§ What the task requires:
Answer these from the travel humor post below:
(a) Which city's name did the author originally misspell?
(b) From which Colorado town east does the author suggest Kansas be made to take the state?
(c) Which state is the author's chiropractor from?

Monday, April 5, 2010

Politically Correct Travel Humor


*This is Part II of How to Sometimes Piss Off A Reader By (in their mind) Unfairly Dissing Their State With Tongue-In-Cheek...from 2006*

I drove through New Mexico and it was just stunningly splendiferous! I have never seen anything quite like it, ever in my middle-aged life! Oh, the splendor! Oh, the grandeur! Oh, the endless miles of things that absolutely NO ONE ELSE HAS IN THE WHOLE WIDE WORLD! How could ANYONE say ANYWHERE was BETTER than NEW MEXICO?

In the previous blog entry, a reader took offense to my tongue-in-cheek anecdote of travelling across New Mexico, enroute to it's somewhat look-alike neighbor, Arizona. Among his other emotional observations was that my seeing eye dog must have been asleep, I'm full of sh**, and he even managed to throw a f**k in there (to borrow his colorful metaphors, which are not standard fare in this blog; unlike some individuals, I don't need to employ the simple four letter words to make a point).

Guess that person told me, eh? What he told me, he didn't intend to. I'll return to that momentarily.

But I must acknowledge that the person did have one point that was relevant and, for a critique, carried merit: I misspelled Albuquerque originally. That much has been corrected. Thanks for that correction.

If you've read much of this blog, I tend to make fun of things. Frequently, the target of my humor -- satire, parody or sarcasm -- is me. I do things that, in the light of having survived it, it's funny. And I have no problem poking fun at myself. Hard for anyone to be offended when it's me I'm having a laugh over.

As for places, I've made fun of Kansas: I've often suggested that Colorado start a border war with Kansas, and after we've soundly thumped them, make them take all of Colorado from Limon, east. 'Cuz it all looks the same. I've also poked fun at North Dakota; my very capable chiropractor is from North Dakota, and is a doll to boot. I let her read it; she laughed, and didn't bend me into a pretzel thereafter.

Location labeling records:
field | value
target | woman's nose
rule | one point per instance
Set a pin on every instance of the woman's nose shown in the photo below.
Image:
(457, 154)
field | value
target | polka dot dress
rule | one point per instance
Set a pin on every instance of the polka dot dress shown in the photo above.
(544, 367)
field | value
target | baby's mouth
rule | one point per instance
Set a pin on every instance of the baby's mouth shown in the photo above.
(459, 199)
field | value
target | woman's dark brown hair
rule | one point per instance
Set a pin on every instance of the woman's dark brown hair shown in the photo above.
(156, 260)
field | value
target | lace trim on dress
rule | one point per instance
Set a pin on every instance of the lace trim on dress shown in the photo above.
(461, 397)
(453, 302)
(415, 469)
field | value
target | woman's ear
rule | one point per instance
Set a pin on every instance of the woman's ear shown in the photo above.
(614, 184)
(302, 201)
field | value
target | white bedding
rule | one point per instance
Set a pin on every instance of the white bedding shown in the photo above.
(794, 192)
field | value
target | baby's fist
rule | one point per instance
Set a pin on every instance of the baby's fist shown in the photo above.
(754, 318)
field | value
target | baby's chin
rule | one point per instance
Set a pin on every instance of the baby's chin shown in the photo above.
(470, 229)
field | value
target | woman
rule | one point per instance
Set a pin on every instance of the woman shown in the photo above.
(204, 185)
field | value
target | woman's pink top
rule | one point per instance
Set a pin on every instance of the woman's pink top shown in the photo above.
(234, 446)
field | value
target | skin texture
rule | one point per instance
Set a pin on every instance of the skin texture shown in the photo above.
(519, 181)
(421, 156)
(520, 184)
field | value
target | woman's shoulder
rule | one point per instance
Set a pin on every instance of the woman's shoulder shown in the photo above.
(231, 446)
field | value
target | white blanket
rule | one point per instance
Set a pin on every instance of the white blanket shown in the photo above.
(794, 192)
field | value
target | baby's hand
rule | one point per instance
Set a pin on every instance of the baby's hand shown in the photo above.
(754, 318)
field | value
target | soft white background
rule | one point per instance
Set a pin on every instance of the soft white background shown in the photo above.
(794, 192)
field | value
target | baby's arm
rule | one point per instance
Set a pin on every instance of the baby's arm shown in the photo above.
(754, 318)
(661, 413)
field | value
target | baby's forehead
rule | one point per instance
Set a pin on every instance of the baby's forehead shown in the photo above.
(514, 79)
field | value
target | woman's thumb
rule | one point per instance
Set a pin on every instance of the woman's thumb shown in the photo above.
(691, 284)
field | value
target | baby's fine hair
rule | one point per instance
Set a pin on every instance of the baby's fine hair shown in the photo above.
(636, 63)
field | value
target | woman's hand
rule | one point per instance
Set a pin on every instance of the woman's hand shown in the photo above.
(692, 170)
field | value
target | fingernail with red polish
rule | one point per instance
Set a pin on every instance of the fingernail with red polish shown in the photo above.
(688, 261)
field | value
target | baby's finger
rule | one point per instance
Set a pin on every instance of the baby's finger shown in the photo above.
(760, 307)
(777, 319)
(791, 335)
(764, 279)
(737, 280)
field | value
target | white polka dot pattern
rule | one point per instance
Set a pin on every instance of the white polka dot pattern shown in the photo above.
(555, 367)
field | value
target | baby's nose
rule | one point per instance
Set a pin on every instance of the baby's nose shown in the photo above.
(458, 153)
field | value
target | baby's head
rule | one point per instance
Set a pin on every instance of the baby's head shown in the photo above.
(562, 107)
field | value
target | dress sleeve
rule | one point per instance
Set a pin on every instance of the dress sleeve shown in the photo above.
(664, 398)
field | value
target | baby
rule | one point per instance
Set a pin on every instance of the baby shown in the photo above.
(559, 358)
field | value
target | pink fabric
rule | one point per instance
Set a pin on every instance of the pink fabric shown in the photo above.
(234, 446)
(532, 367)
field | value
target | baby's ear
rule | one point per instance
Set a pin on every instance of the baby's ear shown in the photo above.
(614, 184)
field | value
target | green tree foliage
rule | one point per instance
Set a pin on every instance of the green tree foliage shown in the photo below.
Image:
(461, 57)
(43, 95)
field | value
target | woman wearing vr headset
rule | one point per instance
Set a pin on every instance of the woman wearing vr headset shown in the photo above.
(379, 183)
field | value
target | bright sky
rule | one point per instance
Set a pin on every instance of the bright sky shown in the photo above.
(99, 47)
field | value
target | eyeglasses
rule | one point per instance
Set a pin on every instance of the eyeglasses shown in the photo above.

§ Written answer:
(a) Albuquerque
(b) Limon
(c) North Dakota